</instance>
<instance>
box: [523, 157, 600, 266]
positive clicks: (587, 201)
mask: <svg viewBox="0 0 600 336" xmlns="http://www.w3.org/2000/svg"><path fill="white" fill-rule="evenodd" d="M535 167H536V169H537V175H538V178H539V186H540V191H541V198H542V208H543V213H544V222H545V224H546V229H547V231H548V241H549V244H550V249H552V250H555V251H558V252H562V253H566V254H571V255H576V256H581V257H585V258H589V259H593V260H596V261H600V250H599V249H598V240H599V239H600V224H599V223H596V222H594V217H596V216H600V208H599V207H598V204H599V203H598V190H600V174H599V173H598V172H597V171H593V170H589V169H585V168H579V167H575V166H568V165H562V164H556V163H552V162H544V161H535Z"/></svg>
- - - -
## [DIRECTIONS FOR THIS TASK]
Rewrite the entries from the first line through the line containing "positive clicks: (587, 201)", replacing "positive clicks" with "foreground clicks" and leaving everything else in those lines as it is.

## [EXERCISE SOLUTION]
</instance>
<instance>
box: [523, 157, 600, 266]
foreground clicks: (587, 201)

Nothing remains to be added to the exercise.